→ **Instructions to follow**:
Extract from the material below the lines running from the line with "Provide one point per instance of the steel" up to and including the line with "190), (392, 266)]". Repeat those lines word for word.

[Records from a data source]
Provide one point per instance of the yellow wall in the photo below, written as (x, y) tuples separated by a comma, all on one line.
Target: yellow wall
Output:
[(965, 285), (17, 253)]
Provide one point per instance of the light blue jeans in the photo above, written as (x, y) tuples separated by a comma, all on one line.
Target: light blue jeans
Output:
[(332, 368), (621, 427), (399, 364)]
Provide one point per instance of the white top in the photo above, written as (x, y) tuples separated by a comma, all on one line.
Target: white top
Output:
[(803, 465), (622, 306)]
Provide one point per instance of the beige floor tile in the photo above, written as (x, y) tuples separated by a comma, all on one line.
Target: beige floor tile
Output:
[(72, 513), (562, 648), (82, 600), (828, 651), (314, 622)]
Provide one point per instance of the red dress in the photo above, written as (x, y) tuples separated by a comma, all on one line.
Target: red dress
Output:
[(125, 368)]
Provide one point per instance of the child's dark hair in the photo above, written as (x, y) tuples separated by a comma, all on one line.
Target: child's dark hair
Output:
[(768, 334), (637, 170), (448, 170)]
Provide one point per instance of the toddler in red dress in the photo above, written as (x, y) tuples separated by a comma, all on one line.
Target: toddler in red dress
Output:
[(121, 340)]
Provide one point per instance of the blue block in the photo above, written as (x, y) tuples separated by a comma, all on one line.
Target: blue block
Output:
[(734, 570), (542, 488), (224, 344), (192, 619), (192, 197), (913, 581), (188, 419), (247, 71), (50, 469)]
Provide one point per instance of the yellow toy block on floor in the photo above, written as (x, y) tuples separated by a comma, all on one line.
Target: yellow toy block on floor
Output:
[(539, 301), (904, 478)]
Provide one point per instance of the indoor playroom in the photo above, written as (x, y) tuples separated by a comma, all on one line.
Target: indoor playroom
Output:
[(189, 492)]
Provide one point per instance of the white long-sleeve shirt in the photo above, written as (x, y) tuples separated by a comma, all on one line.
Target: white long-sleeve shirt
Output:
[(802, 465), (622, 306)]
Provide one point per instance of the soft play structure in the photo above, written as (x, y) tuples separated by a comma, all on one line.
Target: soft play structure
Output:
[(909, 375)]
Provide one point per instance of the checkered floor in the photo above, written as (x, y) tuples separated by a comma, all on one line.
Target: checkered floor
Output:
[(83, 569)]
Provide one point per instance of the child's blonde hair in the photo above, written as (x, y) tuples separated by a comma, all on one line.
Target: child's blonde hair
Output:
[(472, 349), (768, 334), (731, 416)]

...

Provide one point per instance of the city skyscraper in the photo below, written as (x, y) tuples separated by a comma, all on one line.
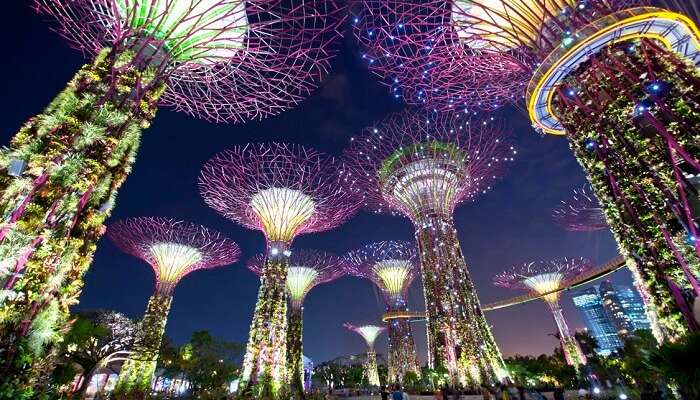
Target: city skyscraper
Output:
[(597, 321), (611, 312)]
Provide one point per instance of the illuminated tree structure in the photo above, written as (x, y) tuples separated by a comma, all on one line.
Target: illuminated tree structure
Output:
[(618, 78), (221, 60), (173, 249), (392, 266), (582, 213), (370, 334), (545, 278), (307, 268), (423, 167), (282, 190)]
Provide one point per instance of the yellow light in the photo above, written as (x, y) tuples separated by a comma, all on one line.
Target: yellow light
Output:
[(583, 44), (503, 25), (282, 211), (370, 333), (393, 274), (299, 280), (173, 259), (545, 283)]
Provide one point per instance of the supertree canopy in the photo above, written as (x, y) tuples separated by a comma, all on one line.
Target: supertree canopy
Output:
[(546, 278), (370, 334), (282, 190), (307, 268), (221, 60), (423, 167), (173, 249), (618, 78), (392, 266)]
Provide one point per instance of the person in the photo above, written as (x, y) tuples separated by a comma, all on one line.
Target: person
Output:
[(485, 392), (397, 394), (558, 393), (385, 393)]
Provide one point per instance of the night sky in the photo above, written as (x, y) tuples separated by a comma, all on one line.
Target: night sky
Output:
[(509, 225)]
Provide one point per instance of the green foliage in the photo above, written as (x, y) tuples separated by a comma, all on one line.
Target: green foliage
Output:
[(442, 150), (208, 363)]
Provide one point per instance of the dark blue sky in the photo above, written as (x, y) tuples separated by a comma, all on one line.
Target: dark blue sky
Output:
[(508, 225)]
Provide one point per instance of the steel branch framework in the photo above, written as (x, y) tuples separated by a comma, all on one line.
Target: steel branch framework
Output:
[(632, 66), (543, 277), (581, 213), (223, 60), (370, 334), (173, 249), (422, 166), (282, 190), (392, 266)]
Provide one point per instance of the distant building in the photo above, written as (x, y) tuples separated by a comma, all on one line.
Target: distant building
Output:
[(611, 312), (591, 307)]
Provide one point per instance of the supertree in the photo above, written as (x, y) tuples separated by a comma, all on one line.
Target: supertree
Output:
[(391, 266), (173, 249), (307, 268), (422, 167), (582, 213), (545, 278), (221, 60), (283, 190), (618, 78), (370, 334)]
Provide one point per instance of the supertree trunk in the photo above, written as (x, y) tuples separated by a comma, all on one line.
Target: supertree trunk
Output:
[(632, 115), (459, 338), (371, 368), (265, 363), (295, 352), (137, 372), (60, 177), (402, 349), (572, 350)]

→ **Full answer**:
Provide one point per instance of the steel branch framework in the photo above, written as (x, y) tuples separated by a comma, all on one line.
Target: steel branch framework
Output:
[(632, 66), (543, 277), (581, 213), (223, 60), (370, 334), (173, 249), (422, 166), (282, 190), (392, 266)]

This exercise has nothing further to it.